--- Records for the task ---
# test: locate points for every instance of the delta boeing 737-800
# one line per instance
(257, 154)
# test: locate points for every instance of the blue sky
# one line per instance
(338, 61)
---
- [Exercise objective] Copy out each line of the data where the string "test" appears.

- [Completed exercise]
# test: locate points for every instance of the delta boeing 737-800
# test: locate points for every instance of the blue sky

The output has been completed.